Exercise requirements: How many lines in the rows below contain the string "dress"? Reply with the number alone.

Coordinate annotation entries:
______________________________

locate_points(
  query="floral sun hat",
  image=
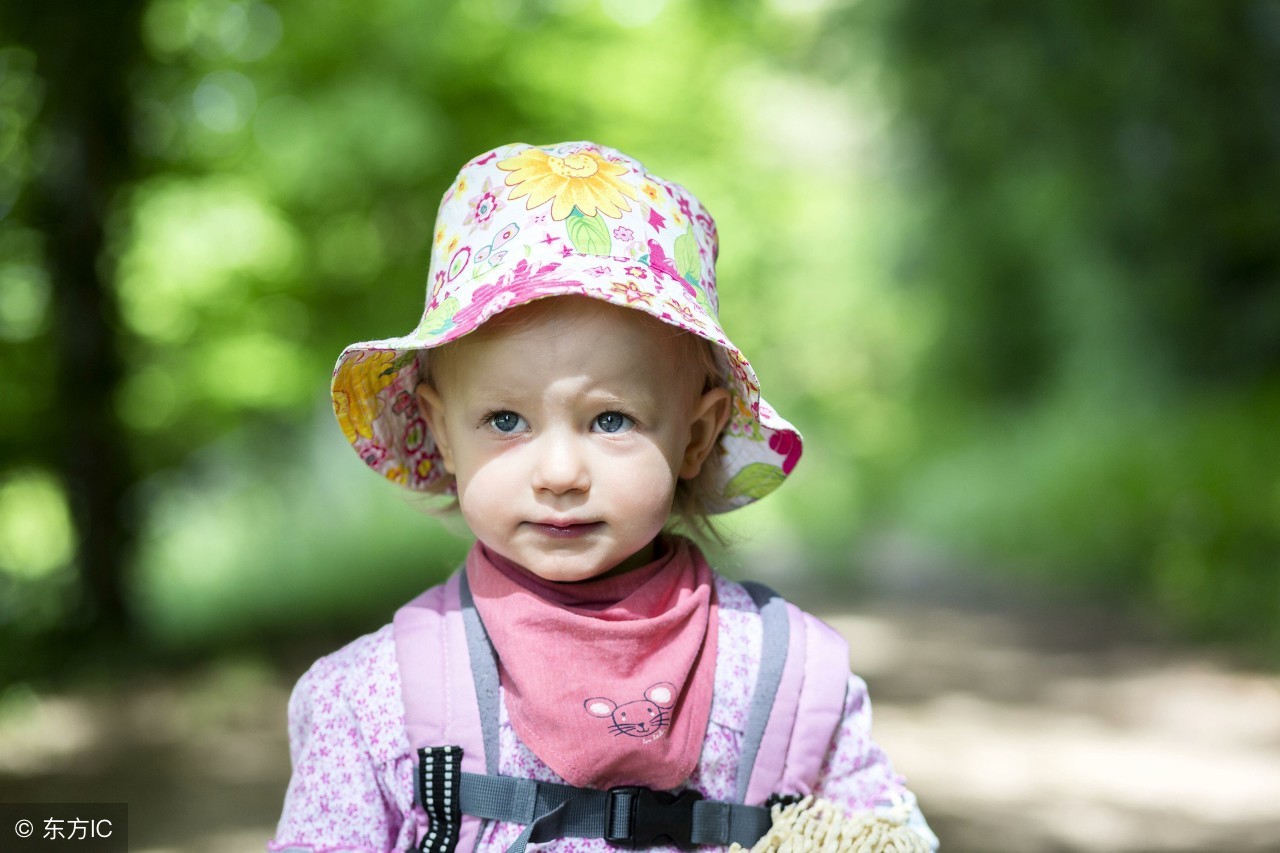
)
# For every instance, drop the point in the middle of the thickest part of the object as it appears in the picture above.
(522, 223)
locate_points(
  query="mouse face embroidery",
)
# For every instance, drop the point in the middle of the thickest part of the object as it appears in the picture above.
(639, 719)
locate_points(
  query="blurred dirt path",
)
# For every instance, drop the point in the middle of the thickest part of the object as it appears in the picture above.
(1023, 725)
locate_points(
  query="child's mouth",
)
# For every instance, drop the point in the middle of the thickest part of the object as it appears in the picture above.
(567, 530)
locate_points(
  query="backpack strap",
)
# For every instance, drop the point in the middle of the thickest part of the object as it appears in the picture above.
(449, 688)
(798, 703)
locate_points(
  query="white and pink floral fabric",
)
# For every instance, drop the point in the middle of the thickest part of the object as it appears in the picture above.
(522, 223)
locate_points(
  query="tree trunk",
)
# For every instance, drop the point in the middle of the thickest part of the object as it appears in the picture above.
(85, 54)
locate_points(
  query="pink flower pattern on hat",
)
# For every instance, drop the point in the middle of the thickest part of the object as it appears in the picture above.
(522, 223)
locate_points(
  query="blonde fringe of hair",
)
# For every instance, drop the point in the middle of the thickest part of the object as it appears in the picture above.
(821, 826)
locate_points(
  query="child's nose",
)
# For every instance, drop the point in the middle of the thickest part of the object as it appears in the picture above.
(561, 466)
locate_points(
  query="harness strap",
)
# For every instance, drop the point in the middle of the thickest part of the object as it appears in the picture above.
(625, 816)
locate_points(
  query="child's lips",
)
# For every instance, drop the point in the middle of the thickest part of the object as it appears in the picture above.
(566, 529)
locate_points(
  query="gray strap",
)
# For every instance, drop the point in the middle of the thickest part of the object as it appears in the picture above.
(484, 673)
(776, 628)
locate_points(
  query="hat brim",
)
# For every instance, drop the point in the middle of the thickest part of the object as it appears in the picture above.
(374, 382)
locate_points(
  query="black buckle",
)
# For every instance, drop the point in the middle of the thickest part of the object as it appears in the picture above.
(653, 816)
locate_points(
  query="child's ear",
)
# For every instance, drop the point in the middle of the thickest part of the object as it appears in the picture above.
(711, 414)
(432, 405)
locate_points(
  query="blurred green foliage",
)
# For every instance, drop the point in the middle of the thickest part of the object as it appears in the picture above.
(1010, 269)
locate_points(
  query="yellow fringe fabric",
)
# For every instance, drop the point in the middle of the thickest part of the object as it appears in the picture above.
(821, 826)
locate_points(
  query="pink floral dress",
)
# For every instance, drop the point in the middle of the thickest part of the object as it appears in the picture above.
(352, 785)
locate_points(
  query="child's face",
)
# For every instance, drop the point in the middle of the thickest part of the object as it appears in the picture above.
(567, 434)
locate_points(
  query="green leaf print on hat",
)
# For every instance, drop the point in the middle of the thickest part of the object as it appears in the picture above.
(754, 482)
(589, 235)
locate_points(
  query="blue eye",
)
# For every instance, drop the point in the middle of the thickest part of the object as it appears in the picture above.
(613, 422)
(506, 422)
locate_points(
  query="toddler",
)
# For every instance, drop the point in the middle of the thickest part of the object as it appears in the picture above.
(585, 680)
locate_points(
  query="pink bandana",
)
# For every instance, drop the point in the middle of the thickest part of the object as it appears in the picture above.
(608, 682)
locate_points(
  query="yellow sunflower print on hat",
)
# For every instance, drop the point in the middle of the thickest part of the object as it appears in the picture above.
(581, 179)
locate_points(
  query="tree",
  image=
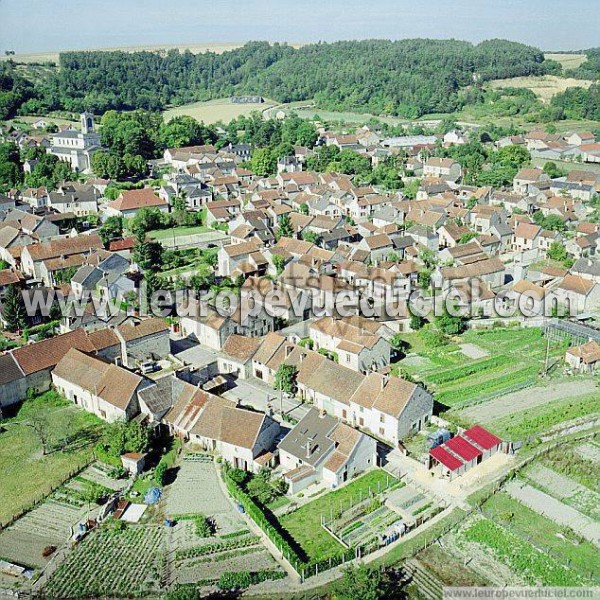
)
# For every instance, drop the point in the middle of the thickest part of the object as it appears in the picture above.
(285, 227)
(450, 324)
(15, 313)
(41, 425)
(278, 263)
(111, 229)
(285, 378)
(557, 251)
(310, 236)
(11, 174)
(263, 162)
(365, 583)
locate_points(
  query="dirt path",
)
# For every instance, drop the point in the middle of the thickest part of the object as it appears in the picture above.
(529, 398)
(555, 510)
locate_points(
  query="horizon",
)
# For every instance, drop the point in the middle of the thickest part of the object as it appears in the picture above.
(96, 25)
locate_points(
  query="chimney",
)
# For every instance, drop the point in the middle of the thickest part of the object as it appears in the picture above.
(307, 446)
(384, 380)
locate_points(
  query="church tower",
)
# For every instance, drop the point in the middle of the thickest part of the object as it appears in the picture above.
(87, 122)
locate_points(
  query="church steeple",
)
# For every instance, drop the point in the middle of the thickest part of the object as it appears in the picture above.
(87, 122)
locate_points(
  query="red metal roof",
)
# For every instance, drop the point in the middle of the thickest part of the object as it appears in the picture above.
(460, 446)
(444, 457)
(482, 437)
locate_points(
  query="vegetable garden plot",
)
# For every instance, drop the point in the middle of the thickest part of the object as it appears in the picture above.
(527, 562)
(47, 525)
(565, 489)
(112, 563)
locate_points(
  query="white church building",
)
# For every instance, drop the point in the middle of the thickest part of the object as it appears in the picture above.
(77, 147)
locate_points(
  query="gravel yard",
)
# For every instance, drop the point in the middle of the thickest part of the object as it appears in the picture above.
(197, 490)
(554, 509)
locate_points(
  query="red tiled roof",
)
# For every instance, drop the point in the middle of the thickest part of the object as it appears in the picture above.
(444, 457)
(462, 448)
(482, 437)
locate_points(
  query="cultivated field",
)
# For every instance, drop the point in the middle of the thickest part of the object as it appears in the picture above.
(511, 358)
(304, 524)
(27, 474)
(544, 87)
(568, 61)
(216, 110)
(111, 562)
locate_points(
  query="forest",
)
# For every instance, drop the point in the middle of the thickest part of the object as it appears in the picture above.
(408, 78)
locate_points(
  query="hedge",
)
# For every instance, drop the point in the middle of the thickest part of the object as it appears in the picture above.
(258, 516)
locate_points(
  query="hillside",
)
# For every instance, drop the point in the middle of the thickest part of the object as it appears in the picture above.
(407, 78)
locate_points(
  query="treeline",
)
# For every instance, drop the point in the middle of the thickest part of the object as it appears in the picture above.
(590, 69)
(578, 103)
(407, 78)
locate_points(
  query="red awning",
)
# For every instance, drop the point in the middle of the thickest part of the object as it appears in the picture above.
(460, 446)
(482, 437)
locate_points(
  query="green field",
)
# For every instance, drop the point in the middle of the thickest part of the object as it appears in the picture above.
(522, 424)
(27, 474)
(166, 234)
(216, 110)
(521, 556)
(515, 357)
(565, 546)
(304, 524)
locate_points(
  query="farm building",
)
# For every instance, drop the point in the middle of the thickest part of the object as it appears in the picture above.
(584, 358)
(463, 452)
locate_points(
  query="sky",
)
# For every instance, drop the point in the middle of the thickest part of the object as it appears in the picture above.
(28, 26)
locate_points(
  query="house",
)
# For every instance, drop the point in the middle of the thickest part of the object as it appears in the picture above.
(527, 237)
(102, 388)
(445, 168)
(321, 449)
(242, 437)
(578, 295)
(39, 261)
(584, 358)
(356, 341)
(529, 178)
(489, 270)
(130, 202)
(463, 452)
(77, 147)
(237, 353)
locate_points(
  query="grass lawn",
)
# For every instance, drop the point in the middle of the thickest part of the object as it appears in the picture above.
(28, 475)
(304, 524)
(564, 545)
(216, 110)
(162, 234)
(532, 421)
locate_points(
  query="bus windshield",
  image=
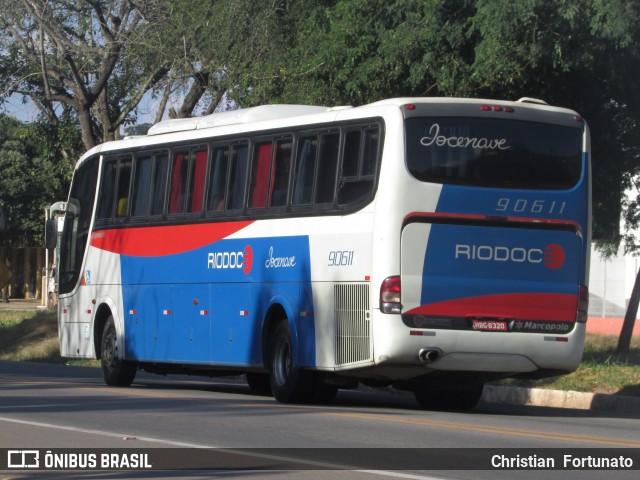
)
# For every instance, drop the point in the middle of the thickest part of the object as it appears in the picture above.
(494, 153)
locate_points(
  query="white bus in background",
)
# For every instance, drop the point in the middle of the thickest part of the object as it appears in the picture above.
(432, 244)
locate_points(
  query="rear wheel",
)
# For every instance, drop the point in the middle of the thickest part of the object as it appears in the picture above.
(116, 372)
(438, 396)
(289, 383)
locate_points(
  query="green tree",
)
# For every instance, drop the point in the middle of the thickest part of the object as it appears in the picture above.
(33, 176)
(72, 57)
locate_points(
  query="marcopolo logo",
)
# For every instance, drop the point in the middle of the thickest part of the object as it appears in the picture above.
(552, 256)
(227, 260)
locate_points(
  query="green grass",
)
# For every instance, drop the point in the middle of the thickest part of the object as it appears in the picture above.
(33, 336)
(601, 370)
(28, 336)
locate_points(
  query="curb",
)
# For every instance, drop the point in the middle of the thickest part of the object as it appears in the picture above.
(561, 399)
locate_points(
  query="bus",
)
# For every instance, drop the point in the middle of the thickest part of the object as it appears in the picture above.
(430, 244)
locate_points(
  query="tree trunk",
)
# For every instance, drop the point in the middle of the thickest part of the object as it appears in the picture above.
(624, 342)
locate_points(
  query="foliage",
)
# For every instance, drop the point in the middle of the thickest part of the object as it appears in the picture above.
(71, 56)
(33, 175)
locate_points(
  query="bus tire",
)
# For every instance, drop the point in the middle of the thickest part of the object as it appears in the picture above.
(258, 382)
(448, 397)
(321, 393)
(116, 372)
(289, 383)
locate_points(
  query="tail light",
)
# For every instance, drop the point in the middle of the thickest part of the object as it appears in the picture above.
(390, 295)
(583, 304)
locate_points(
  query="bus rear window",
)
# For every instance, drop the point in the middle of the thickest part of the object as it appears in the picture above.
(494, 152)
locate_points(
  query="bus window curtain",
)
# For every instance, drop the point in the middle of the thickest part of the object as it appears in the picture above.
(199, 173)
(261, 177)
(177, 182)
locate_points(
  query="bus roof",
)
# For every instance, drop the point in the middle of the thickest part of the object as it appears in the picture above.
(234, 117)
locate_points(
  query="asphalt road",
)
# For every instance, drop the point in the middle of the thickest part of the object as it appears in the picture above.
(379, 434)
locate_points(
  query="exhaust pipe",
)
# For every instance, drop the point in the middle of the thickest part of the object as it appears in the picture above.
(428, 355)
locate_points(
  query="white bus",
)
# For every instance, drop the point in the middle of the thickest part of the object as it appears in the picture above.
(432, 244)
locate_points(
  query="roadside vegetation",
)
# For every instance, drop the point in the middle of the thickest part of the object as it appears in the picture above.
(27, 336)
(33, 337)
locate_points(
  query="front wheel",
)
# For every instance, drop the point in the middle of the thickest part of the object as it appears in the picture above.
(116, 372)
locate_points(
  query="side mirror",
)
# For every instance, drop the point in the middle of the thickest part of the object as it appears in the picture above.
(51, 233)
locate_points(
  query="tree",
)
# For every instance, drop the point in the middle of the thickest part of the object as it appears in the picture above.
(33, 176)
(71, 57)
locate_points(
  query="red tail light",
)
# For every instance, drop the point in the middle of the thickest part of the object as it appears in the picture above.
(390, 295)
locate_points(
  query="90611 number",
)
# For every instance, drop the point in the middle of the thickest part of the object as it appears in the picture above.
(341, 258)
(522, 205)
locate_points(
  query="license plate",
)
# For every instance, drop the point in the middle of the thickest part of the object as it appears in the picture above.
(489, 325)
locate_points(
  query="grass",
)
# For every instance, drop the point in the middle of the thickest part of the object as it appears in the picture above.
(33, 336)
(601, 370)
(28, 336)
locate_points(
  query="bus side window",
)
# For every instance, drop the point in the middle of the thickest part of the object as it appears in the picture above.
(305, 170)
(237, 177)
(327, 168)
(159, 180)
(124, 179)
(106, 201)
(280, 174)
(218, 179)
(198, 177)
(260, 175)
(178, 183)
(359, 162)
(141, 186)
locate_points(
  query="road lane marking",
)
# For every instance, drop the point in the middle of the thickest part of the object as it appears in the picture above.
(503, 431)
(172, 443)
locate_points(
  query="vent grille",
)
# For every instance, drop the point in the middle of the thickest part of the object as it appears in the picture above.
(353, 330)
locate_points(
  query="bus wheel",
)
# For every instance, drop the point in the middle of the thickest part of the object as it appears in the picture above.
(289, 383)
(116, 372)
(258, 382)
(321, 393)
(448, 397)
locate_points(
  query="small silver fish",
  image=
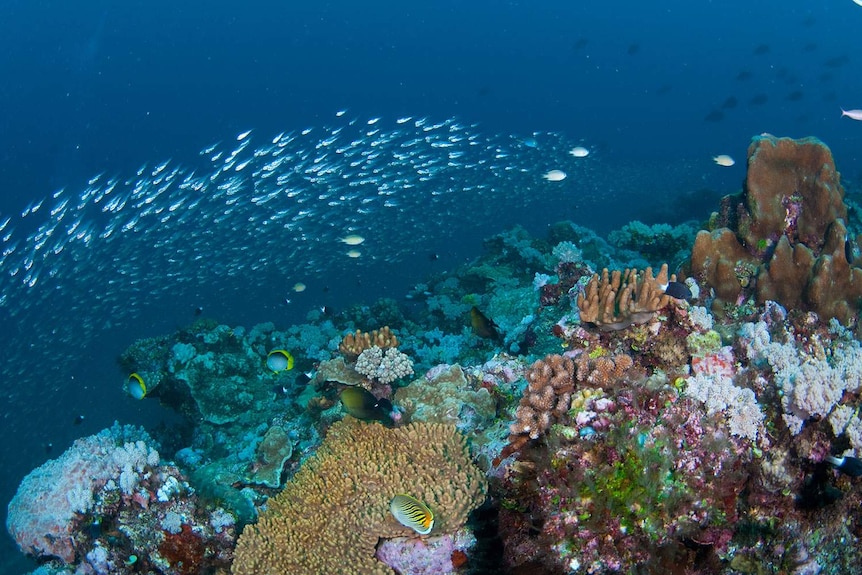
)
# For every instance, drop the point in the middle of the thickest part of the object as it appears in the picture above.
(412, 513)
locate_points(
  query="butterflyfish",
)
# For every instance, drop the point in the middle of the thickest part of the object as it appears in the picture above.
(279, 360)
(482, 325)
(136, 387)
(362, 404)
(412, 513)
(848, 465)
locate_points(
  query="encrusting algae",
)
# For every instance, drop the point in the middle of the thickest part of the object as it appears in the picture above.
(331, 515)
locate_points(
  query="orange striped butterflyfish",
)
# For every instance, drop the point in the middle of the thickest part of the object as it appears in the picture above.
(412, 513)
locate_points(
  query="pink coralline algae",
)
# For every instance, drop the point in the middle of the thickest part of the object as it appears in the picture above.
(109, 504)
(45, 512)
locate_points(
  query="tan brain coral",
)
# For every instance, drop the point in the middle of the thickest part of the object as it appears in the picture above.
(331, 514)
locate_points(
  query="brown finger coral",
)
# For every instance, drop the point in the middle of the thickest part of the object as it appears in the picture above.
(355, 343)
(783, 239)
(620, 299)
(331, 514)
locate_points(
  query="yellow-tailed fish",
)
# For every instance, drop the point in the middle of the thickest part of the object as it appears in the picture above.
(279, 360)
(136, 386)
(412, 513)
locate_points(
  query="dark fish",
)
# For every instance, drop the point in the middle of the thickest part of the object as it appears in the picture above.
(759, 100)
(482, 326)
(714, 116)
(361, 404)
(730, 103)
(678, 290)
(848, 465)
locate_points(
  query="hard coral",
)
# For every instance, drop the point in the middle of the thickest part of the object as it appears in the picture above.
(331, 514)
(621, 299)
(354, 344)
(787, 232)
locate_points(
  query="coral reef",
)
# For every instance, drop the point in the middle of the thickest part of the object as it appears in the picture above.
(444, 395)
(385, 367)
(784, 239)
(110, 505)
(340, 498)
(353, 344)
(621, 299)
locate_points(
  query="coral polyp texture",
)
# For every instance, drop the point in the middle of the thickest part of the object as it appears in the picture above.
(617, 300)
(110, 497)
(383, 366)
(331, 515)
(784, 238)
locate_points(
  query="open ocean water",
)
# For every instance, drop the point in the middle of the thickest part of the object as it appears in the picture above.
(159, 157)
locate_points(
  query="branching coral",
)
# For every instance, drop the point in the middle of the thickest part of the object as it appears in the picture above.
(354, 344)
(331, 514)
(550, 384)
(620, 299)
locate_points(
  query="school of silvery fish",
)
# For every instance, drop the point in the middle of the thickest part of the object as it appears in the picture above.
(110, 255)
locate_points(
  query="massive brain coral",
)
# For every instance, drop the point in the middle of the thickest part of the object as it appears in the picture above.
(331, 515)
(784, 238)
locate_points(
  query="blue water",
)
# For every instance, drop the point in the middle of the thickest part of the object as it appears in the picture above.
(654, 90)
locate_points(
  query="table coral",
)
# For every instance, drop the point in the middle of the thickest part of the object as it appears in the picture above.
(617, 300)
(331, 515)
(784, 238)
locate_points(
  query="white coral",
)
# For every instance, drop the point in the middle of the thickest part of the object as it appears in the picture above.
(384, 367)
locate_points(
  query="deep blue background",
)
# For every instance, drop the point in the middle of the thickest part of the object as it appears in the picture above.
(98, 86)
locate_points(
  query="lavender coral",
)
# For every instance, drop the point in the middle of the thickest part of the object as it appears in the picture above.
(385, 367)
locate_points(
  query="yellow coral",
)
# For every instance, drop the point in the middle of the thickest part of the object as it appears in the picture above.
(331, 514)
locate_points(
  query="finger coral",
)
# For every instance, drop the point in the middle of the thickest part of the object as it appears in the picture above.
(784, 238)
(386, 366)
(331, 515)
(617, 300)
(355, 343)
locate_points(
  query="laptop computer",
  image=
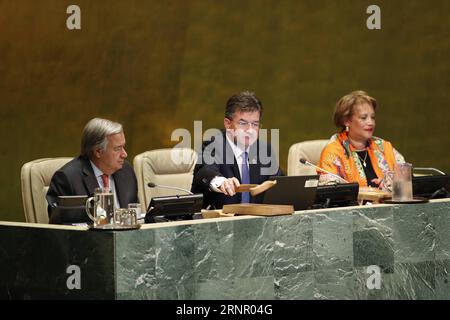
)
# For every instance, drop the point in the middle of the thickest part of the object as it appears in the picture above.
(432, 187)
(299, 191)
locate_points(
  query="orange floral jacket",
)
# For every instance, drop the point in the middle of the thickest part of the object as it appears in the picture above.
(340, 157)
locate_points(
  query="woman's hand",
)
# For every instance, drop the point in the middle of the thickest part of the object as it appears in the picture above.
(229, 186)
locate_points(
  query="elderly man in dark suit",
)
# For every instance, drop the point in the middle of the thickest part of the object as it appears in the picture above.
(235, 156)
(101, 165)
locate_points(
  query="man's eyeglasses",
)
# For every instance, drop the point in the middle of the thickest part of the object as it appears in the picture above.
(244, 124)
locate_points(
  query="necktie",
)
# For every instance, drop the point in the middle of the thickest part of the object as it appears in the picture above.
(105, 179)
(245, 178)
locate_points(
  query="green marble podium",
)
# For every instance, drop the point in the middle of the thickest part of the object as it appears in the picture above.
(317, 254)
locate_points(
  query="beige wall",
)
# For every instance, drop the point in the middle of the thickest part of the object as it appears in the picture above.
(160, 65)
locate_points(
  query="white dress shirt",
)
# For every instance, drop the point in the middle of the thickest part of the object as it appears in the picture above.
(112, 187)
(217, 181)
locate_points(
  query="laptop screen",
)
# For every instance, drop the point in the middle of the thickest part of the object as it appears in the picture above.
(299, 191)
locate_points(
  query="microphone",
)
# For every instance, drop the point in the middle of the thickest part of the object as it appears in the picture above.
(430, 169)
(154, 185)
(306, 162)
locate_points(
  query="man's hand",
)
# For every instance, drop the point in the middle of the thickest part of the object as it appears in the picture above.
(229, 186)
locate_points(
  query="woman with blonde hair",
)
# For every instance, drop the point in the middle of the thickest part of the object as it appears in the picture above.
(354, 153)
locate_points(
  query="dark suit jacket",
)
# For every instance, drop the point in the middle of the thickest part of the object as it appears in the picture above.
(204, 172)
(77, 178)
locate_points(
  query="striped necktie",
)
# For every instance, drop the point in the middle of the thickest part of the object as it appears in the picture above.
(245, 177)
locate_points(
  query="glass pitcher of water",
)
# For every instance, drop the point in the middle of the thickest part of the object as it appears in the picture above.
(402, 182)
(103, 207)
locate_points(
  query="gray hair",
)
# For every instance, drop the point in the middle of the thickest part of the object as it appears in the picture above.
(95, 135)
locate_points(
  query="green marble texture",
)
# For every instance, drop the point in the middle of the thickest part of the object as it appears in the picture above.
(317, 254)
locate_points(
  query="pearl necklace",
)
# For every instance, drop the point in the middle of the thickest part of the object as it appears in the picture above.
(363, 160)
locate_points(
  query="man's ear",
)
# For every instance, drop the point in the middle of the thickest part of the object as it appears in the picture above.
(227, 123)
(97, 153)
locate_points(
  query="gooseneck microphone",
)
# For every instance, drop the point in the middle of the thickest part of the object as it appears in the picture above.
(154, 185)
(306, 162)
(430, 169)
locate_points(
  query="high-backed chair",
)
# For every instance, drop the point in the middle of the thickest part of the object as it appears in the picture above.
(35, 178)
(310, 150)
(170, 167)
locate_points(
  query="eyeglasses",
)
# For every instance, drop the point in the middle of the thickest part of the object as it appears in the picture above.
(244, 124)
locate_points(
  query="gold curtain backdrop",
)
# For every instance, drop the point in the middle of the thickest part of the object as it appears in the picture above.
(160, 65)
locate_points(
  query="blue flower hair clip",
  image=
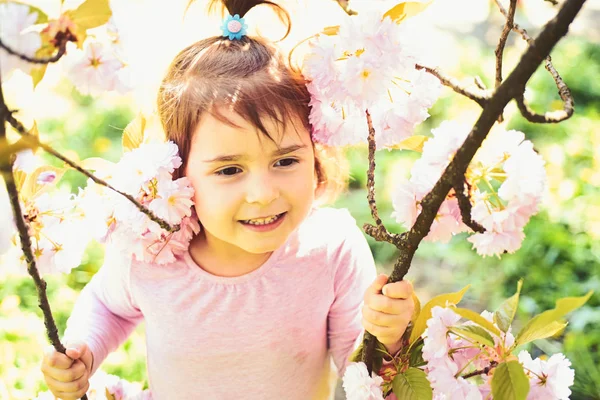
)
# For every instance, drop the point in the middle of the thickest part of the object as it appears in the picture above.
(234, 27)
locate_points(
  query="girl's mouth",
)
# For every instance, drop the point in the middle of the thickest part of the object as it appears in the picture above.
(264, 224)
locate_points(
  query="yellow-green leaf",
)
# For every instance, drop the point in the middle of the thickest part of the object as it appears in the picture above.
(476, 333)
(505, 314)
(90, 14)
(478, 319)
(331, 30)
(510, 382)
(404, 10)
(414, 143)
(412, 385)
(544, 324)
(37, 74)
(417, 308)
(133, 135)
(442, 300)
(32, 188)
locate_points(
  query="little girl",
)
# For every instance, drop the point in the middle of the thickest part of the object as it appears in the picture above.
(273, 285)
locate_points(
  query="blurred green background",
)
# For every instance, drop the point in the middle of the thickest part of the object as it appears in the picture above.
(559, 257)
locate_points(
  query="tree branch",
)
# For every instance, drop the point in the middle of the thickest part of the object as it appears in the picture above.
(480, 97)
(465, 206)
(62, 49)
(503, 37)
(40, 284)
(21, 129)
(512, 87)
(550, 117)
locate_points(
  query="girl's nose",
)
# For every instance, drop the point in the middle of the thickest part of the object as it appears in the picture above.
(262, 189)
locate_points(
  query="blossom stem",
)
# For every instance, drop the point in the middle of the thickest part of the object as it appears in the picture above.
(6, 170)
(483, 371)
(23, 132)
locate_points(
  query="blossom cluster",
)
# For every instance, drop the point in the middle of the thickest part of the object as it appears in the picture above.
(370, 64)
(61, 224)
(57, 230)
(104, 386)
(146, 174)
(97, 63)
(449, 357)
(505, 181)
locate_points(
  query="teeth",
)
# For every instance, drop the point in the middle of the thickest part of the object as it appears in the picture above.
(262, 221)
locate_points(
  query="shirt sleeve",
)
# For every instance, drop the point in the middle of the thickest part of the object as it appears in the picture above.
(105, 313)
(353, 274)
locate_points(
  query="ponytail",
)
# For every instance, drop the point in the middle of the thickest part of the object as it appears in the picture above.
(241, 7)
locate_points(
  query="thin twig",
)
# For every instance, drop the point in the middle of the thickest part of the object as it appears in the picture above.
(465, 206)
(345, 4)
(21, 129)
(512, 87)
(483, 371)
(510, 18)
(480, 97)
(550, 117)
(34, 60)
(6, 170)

______________________________

Output of the exercise: 2